> Work to complete: Please gather every line in the items below that contains the word "foliage", and copy each of those lines in full.

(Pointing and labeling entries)
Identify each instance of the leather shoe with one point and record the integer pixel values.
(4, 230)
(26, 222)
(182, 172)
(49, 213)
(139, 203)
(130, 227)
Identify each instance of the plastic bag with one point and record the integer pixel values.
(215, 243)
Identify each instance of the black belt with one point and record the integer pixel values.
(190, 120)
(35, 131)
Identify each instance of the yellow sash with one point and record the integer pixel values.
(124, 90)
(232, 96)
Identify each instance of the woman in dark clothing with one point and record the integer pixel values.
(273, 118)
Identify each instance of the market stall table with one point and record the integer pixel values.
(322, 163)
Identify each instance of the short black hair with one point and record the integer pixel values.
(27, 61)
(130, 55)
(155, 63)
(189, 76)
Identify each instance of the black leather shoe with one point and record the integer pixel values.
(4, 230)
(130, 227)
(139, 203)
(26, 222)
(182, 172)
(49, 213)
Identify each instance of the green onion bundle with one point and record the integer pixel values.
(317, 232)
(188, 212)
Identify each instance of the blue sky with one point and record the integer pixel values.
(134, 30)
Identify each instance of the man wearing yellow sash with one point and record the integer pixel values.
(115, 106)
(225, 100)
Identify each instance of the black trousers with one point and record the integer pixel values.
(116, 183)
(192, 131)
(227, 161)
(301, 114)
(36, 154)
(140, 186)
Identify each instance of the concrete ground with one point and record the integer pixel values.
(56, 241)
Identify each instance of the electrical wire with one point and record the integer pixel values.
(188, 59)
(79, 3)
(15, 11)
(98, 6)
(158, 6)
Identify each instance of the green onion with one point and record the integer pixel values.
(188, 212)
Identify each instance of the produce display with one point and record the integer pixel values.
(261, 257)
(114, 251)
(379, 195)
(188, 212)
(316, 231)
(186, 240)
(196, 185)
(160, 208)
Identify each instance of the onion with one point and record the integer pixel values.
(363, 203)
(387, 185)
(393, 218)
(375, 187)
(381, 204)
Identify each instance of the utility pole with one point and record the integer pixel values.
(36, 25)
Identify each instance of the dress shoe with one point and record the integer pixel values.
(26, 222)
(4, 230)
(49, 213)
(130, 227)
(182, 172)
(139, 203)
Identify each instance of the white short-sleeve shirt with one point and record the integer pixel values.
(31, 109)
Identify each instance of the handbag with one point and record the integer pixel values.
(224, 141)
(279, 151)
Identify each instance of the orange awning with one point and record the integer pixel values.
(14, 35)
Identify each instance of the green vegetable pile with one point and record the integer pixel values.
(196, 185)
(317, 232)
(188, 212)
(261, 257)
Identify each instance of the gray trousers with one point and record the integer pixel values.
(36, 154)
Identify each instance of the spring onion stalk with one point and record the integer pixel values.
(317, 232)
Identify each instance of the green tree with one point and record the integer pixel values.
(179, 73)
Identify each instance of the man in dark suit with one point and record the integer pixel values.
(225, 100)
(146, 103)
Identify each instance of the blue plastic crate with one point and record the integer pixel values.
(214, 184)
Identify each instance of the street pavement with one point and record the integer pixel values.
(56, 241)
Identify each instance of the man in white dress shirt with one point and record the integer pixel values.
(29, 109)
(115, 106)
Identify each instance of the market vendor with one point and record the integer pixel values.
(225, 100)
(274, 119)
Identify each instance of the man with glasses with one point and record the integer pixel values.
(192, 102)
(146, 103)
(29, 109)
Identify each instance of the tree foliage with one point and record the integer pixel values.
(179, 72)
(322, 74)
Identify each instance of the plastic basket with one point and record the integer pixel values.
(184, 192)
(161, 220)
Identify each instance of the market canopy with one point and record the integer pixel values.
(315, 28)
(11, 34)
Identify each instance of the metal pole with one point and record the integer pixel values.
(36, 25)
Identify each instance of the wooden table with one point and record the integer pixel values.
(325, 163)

==

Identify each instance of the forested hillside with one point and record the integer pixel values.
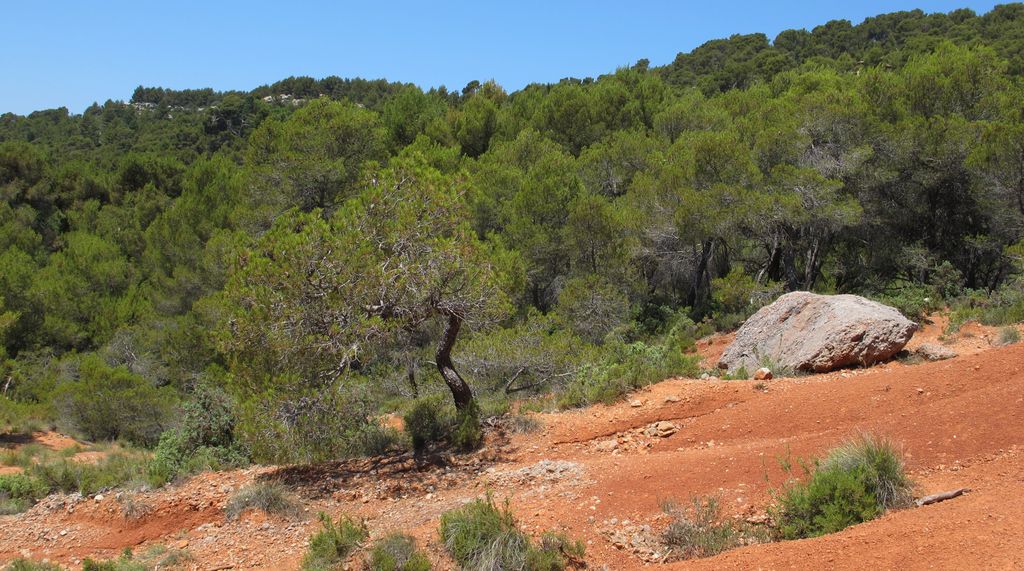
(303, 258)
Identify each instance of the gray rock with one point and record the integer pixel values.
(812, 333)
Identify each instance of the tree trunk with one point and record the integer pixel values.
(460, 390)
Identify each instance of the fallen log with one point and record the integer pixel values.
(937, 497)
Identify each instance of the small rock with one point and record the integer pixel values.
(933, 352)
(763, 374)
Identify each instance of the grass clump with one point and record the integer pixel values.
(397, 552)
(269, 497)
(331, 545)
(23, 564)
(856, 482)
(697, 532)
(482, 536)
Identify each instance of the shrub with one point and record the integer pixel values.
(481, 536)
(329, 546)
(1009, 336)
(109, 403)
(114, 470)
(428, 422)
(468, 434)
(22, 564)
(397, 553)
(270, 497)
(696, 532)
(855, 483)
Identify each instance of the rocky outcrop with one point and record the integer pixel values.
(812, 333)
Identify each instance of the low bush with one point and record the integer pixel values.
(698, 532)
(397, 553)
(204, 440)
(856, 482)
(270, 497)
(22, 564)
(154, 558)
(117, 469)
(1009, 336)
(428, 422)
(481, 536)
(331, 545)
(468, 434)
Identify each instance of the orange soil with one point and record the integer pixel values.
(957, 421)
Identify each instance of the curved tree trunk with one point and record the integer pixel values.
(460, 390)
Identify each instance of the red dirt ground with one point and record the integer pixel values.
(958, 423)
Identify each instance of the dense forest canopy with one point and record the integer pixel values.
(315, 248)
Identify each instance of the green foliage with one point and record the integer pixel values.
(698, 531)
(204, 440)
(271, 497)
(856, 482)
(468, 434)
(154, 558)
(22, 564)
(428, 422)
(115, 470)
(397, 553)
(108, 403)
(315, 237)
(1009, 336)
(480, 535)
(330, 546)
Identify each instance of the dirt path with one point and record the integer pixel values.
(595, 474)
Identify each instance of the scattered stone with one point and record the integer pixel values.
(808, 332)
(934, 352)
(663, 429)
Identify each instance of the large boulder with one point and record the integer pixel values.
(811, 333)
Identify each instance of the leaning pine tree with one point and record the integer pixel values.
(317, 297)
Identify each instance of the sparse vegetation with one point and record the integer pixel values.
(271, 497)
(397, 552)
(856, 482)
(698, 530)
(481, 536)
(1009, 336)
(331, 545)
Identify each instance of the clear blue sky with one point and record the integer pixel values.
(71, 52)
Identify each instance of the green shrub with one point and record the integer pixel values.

--

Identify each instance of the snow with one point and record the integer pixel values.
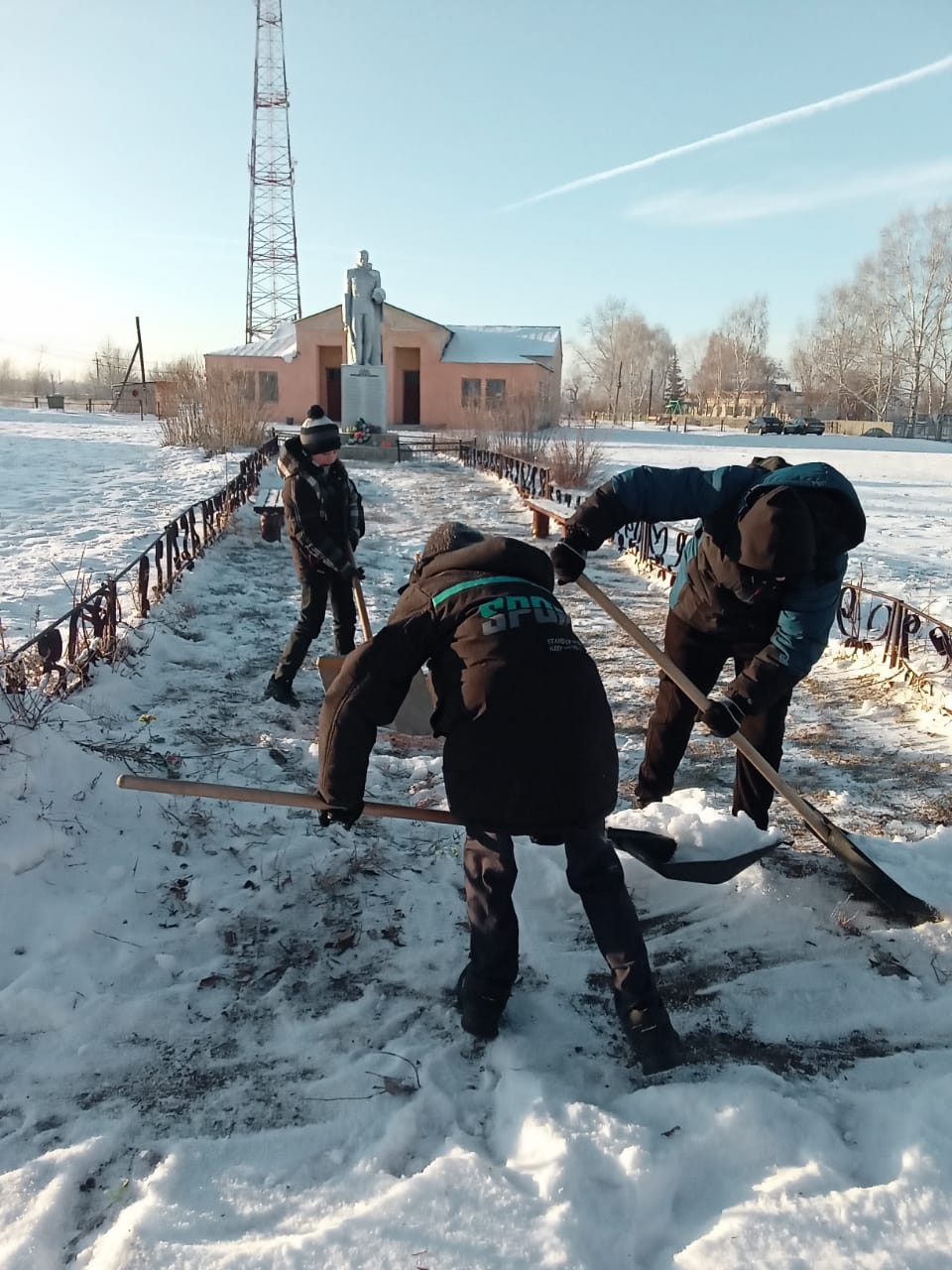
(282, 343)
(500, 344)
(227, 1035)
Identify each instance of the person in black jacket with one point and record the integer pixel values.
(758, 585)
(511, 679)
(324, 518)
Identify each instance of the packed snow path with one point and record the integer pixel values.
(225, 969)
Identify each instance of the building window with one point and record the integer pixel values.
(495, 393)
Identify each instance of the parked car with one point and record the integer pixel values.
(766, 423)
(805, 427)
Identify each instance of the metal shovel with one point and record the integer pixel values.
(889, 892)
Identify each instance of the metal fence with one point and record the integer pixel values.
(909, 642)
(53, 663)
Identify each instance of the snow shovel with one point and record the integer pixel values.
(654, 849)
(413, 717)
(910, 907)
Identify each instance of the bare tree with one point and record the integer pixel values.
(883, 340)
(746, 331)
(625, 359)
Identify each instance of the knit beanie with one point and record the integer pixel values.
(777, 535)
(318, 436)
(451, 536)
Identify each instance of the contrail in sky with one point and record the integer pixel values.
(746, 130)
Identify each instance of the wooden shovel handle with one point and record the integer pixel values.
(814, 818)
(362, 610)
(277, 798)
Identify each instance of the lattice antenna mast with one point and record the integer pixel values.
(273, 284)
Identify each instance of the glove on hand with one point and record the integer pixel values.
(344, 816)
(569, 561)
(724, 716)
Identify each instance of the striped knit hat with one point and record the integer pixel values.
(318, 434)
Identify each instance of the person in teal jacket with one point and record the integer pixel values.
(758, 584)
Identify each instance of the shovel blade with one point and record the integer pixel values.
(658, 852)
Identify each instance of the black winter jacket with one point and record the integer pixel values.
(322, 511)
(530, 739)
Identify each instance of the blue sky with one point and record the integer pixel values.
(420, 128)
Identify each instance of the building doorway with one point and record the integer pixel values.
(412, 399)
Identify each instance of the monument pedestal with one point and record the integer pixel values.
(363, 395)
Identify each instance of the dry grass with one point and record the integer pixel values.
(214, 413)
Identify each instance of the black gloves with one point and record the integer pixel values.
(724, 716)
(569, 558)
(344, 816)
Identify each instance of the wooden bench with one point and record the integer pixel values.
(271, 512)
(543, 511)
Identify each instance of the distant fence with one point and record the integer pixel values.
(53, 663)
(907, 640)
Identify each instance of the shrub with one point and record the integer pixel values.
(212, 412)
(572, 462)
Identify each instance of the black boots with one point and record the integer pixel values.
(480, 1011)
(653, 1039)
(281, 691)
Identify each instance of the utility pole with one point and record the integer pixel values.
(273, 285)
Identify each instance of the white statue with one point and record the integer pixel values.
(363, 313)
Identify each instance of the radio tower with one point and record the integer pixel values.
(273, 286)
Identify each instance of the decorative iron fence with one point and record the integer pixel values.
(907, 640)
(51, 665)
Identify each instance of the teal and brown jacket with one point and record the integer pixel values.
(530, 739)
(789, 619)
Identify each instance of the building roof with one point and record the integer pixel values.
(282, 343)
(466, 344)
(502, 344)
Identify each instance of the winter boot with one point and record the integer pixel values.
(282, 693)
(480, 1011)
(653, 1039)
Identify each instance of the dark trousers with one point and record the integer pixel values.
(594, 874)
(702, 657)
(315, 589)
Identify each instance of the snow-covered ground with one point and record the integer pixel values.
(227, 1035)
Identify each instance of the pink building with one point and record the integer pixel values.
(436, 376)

> Answer to the exercise:
Identify each instance of the tree foliage with one point and record the integer pixel values.
Identify each instance of the green foliage with one point and record the integer pixel values.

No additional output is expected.